## Activity
Below are the entries; tally the lines holding the string "roof" and give only that figure.

··· Excerpted data

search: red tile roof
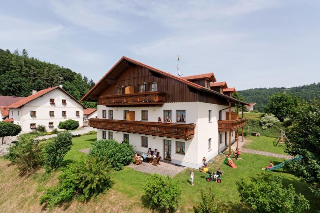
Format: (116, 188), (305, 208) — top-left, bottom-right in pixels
(223, 88), (236, 93)
(0, 107), (9, 118)
(82, 56), (247, 105)
(3, 118), (13, 122)
(8, 87), (86, 109)
(0, 96), (25, 107)
(210, 81), (228, 88)
(182, 73), (216, 82)
(84, 108), (97, 115)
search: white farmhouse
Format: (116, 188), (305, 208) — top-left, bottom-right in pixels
(7, 86), (85, 133)
(82, 57), (247, 168)
(83, 108), (97, 126)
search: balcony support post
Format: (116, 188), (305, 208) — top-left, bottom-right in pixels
(228, 101), (232, 155)
(241, 104), (244, 142)
(236, 129), (239, 149)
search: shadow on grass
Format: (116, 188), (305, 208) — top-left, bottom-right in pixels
(61, 159), (74, 167)
(224, 202), (253, 213)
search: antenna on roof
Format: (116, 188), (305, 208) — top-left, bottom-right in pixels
(177, 55), (182, 77)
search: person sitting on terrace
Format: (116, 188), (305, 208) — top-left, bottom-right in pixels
(158, 117), (162, 122)
(214, 168), (223, 182)
(202, 157), (207, 167)
(166, 117), (172, 123)
(153, 149), (158, 159)
(147, 148), (152, 155)
(134, 152), (142, 161)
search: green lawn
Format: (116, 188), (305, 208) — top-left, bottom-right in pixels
(40, 134), (319, 212)
(243, 136), (287, 155)
(242, 112), (263, 121)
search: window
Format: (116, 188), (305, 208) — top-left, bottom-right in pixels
(149, 82), (157, 91)
(139, 84), (146, 92)
(62, 111), (66, 117)
(124, 110), (129, 120)
(209, 110), (212, 123)
(30, 111), (36, 117)
(102, 110), (107, 118)
(208, 138), (211, 150)
(123, 133), (129, 142)
(30, 123), (36, 129)
(50, 99), (55, 105)
(12, 111), (13, 116)
(49, 122), (54, 128)
(76, 111), (80, 117)
(108, 110), (113, 119)
(176, 110), (186, 122)
(163, 110), (172, 122)
(117, 87), (123, 94)
(141, 136), (148, 147)
(108, 131), (113, 140)
(102, 131), (106, 139)
(219, 133), (223, 144)
(141, 110), (148, 121)
(176, 141), (185, 154)
(18, 111), (19, 116)
(62, 99), (67, 105)
(49, 111), (54, 117)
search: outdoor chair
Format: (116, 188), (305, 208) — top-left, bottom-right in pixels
(152, 156), (161, 166)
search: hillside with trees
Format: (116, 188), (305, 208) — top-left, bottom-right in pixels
(238, 83), (320, 111)
(0, 49), (95, 101)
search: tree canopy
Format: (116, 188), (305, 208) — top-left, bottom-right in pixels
(0, 48), (95, 99)
(0, 122), (21, 144)
(238, 83), (320, 112)
(286, 100), (320, 197)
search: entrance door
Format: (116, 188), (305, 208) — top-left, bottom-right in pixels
(164, 139), (172, 161)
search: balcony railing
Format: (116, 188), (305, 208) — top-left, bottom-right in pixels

······

## Answer for the task
2